=== Text zum Lesen ===
★ ★ ★ ★ ★

Der Politiker, der eine Position zu verlieren hat, lässt Vorsicht walten. Außer wenn die Behauptungen eindeutig unsinnig sind und kein anderes Beweisthema zugelassen zu werden braucht, wird er versuchen, die Angelegenheit durch Vergleich mit der bestmöglichen Ehrenerklärung, die er seinem Angreifer abringen kann, beizulegen und die mit Publizitätsfanfaren angestrengte Klage baldigst und, wenn es geht, lautlos zurückzuziehen. Die sofortige Ankündigung der Klage zeigt seine Unerschrockenheit in dem Augenblick, da man gespannt darauf wartet, wie er reagieren werde, und das kann genügen. Die Ankündigung ist auf dieselbe öffentliche Wirkung berechnet wie die Klage und kann diese Wirkung oft erzielen: Der symbolische Wert des mutigen Appells an die Gerichte darf dann die wirkliche Schlacht im Gerichtssaal ersetzen.
Ein solches Vorgehen kann sich der diffamierte Politiker jedoch nicht immer leisten – oder er glaubt nicht daran, dass er es darauf ankommen lassen könnte. So war Ebert – davon war bereits die Rede – der Meinung, dass er es seinem Amt und seinem Ruf schuldig sei, auf einem Gerichtsverfahren zu bestehen. Ähnlich war es mit Harold Laski. Eine Zeitung hatte in einem Wahlversammlungsbericht geschrieben, Laski habe den Weg der Revolution befürwortet, wenn es der Arbeiterpartei nicht gelänge, ihre Ziele mit Zustimmung der Mehrheit zu verwirklichen. Laski klagte. Später hat Sir Patrick Hastings, der Anwalt der beklagten Zeitung, gesagt, ihm sei nie aufgegangen, warum Laski seine Klage nicht nach dem Wahlkampf von 1945 zurückgezogen habe; das Wahlergebnis zeigte deutlich, dass es den Konservativen auch mit Hilfe der Affäre nicht gelungen war, wesentliche Wahlerfolge zu erringen.115 Auch hier hätte es genügen können, das Symbolische der eingereichten Klage an die Stelle der Durchführung des Verfahrens treten zu lassen. Aber wahrscheinlich hielt es Laski für seine Pflicht gegenüber der Arbeiterpartei, auch nicht den geringsten Zweifel an seinem Bekenntnis zu den Grundregeln der Demokratie bestehen zu lassen. Die Zweifel der Geschworenen vermochte er nicht zu zerstreuen: Sie erklärten den Newark Advertiser, den Laski verklagt hatte, für nicht schuldig.
Dass Laskis Schlappe nicht dieselbe Lawine auslöste wie zwei Jahrzehnte früher Eberts Niederlage in Magdeburg, erklärt sich aus den andersgearteten politischen Zuständen und Traditionen. Es ist zwar denkbar, dass der Ausgang des Prozesses für Laski persönlich ein schwerer Schock war; aber an seiner Möglichkeit, in einem gewissen (auch vorher schon nicht weitgesteckten) Rahmen für die Arbeiterpartei nutzbringend und erfolgreich zu wirken, hatte sich nichts geändert. Wenn Laski als Schreckgespenst der Revolution die Wähler trotz konservativer Propaganda nicht davon hatte abhalten können, für die Arbeiterpartei zu stimmen, so half es auch nicht, dass ein Geschworenenspruch zusätzlich bestätigte, Laski habe sich bedingt für eine revolutionäre Politik ausgesprochen. Dass es zu einer solchen Politik schwerlich kommen könne, bewies vermutlich tagaus, tagein das Labour-Kabinett Attlee in seiner Regierungspraxis.

★ ★ ★ ★ ★

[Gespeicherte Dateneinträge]
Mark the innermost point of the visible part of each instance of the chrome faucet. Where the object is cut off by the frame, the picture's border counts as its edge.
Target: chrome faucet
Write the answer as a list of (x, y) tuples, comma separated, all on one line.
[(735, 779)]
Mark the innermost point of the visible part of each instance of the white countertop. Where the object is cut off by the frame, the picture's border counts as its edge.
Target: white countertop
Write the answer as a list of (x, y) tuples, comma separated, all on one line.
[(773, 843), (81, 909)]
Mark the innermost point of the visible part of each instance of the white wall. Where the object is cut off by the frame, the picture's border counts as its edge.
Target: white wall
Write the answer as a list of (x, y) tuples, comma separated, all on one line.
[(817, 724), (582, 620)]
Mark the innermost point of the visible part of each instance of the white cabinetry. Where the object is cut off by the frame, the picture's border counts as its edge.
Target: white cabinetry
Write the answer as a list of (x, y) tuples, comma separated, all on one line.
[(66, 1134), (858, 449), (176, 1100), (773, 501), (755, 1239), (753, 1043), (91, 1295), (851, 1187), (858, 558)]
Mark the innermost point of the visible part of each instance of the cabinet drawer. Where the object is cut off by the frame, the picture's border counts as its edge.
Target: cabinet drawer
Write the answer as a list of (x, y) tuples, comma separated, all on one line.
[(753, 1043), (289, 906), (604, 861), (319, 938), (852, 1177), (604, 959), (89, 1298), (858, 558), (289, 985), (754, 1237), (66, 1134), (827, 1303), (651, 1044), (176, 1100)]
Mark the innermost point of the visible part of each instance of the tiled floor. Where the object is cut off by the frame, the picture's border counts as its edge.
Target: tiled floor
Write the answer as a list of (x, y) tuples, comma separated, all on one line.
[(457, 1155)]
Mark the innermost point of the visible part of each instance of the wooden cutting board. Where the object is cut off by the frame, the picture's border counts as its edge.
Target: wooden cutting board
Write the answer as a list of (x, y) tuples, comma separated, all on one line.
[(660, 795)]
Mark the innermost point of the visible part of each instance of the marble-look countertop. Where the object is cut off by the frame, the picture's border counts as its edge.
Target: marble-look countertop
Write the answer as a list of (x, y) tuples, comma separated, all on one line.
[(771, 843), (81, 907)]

★ ★ ★ ★ ★

=== Aufgaben und Übungen ===
1) Welche Personen nennt der Text über Verleumdungsklagen beim Namen? Zähle alle in der Reihenfolge auf, in der sie zuerst vorkommen.
2) Gib den Text über Verleumdungsklagen von „Der Politiker, der“ bis „im Gerichtssaal ersetzen.“ wortgetreu wieder.

=== Antworten in Reihenfolge ===
1) Ebert, Harold Laski, Sir Patrick Hastings, Attlee

2)
Der Politiker, der eine Position zu verlieren hat, lässt Vorsicht walten. Außer wenn die Behauptungen eindeutig unsinnig sind und kein anderes Beweisthema zugelassen zu werden braucht, wird er versuchen, die Angelegenheit durch Vergleich mit der bestmöglichen Ehrenerklärung, die er seinem Angreifer abringen kann, beizulegen und die mit Publizitätsfanfaren angestrengte Klage baldigst und, wenn es geht, lautlos zurückzuziehen. Die sofortige Ankündigung der Klage zeigt seine Unerschrockenheit in dem Augenblick, da man gespannt darauf wartet, wie er reagieren werde, und das kann genügen. Die Ankündigung ist auf dieselbe öffentliche Wirkung berechnet wie die Klage und kann diese Wirkung oft erzielen: Der symbolische Wert des mutigen Appells an die Gerichte darf dann die wirkliche Schlacht im Gerichtssaal ersetzen.